ASSIGNED TASK. Please repeat the data exactly, leaving nothing out.

━━━ MATERIAL FOR THIS TASK

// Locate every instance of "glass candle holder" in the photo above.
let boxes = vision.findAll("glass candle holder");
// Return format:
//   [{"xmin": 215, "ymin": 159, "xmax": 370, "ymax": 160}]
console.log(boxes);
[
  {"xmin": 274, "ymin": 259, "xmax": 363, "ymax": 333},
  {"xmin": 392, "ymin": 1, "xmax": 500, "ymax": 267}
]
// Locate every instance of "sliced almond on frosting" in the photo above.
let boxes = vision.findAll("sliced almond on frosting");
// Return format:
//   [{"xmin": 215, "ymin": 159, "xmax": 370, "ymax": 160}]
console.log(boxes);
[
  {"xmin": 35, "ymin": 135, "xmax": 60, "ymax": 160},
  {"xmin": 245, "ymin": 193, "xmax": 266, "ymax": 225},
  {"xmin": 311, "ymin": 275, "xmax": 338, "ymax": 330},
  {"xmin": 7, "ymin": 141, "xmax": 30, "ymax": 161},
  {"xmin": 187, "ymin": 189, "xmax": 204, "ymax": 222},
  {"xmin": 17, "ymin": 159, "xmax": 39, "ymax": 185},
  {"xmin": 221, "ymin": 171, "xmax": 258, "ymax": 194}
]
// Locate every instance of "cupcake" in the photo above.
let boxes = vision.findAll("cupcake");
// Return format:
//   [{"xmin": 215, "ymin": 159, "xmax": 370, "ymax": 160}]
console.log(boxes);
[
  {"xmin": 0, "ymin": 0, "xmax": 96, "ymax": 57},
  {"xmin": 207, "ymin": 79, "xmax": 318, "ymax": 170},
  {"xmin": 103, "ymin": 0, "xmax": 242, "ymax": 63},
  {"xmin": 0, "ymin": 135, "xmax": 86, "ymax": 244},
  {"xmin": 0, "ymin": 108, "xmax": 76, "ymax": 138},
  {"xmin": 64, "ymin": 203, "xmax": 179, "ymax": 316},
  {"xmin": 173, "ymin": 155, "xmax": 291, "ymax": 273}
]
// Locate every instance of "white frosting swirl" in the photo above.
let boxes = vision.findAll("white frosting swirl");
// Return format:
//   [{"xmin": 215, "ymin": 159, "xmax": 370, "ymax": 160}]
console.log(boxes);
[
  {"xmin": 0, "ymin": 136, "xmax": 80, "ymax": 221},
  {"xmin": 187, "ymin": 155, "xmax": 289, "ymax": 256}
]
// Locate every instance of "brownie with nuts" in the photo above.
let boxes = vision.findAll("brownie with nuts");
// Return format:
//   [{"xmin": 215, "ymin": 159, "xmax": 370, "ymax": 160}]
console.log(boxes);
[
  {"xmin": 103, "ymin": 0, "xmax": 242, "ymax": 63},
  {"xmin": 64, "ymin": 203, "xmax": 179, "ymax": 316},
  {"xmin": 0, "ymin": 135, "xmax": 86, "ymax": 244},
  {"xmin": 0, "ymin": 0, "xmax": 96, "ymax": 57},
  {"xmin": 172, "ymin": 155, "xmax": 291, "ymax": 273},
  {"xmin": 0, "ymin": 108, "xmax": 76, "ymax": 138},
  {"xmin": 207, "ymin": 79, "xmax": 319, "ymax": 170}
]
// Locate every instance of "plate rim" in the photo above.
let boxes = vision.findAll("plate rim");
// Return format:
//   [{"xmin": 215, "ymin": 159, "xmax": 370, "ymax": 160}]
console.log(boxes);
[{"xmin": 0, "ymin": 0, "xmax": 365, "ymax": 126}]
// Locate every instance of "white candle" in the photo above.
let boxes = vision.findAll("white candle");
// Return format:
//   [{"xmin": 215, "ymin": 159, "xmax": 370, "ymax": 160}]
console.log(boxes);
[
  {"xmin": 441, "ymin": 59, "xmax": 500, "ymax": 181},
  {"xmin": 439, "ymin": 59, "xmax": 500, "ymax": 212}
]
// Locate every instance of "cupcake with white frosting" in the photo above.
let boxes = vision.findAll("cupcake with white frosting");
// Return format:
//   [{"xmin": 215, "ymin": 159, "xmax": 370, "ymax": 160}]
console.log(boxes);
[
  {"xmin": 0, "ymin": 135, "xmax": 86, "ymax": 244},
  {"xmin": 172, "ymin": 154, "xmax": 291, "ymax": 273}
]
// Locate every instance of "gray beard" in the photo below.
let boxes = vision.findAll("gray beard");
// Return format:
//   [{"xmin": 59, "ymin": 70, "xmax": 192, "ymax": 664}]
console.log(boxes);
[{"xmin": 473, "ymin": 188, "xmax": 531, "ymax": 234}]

━━━━━━

YOUR RESPONSE.
// Locate every instance of "glass candle holder" in the photo above.
let boxes = vision.findAll("glass candle holder");
// Return format:
//   [{"xmin": 215, "ymin": 159, "xmax": 370, "ymax": 160}]
console.log(boxes);
[
  {"xmin": 274, "ymin": 259, "xmax": 363, "ymax": 333},
  {"xmin": 392, "ymin": 1, "xmax": 500, "ymax": 267}
]
// Locate every instance of "sliced almond on frosting" in the photo above.
let boxes = vision.findAll("sliced almond on frosting");
// Return format:
//   [{"xmin": 215, "ymin": 159, "xmax": 370, "ymax": 160}]
console.log(boxes);
[
  {"xmin": 35, "ymin": 135, "xmax": 60, "ymax": 160},
  {"xmin": 245, "ymin": 193, "xmax": 266, "ymax": 225},
  {"xmin": 311, "ymin": 275, "xmax": 338, "ymax": 330},
  {"xmin": 7, "ymin": 141, "xmax": 30, "ymax": 161},
  {"xmin": 187, "ymin": 189, "xmax": 204, "ymax": 222},
  {"xmin": 17, "ymin": 159, "xmax": 39, "ymax": 185},
  {"xmin": 221, "ymin": 171, "xmax": 258, "ymax": 194}
]
// Locate every instance of "cupcake" in the photo above.
let boxes = vision.findAll("cupcake");
// Return format:
//   [{"xmin": 215, "ymin": 159, "xmax": 370, "ymax": 160}]
console.log(boxes);
[
  {"xmin": 0, "ymin": 0, "xmax": 96, "ymax": 57},
  {"xmin": 207, "ymin": 79, "xmax": 318, "ymax": 170},
  {"xmin": 103, "ymin": 0, "xmax": 242, "ymax": 63},
  {"xmin": 0, "ymin": 135, "xmax": 86, "ymax": 244},
  {"xmin": 0, "ymin": 108, "xmax": 76, "ymax": 138},
  {"xmin": 64, "ymin": 203, "xmax": 179, "ymax": 316},
  {"xmin": 173, "ymin": 155, "xmax": 291, "ymax": 273}
]
// Locate every instance of "white frosting swirl" in the photo above.
let boxes = vision.findAll("white frosting swirl");
// Return format:
//   [{"xmin": 215, "ymin": 159, "xmax": 370, "ymax": 160}]
console.log(boxes);
[
  {"xmin": 0, "ymin": 136, "xmax": 80, "ymax": 221},
  {"xmin": 187, "ymin": 155, "xmax": 289, "ymax": 256}
]
// Locate every instance of "brownie with nuts" in the photo above.
let boxes = vision.findAll("brownie with nuts");
// Return format:
//   [{"xmin": 215, "ymin": 159, "xmax": 370, "ymax": 160}]
console.log(boxes);
[
  {"xmin": 103, "ymin": 0, "xmax": 242, "ymax": 63},
  {"xmin": 64, "ymin": 203, "xmax": 179, "ymax": 316},
  {"xmin": 0, "ymin": 135, "xmax": 86, "ymax": 244},
  {"xmin": 0, "ymin": 0, "xmax": 96, "ymax": 57},
  {"xmin": 172, "ymin": 155, "xmax": 291, "ymax": 273},
  {"xmin": 0, "ymin": 108, "xmax": 76, "ymax": 138},
  {"xmin": 207, "ymin": 79, "xmax": 319, "ymax": 170}
]
// Locate every instance of "plate rim" in the photo above.
let boxes = vision.findAll("plate rim");
// Return format:
//   [{"xmin": 215, "ymin": 159, "xmax": 370, "ymax": 160}]
console.log(boxes);
[{"xmin": 0, "ymin": 0, "xmax": 365, "ymax": 126}]
// Locate every instance of "white candle" in the photo above.
let boxes = vision.findAll("white candle");
// Return format:
//   [{"xmin": 215, "ymin": 159, "xmax": 370, "ymax": 160}]
console.log(boxes);
[
  {"xmin": 441, "ymin": 59, "xmax": 500, "ymax": 181},
  {"xmin": 439, "ymin": 59, "xmax": 500, "ymax": 212}
]
// Locate every instance of "cupcake with white frosting" in the photo above.
let boxes = vision.findAll("cupcake with white frosting");
// Return format:
//   [{"xmin": 215, "ymin": 159, "xmax": 370, "ymax": 160}]
console.log(boxes);
[
  {"xmin": 0, "ymin": 135, "xmax": 86, "ymax": 244},
  {"xmin": 172, "ymin": 154, "xmax": 291, "ymax": 273}
]
// Locate every instance of "gray beard" in the photo below.
let boxes = vision.findAll("gray beard");
// Return format:
//   [{"xmin": 59, "ymin": 70, "xmax": 192, "ymax": 664}]
console.log(boxes);
[{"xmin": 473, "ymin": 188, "xmax": 531, "ymax": 234}]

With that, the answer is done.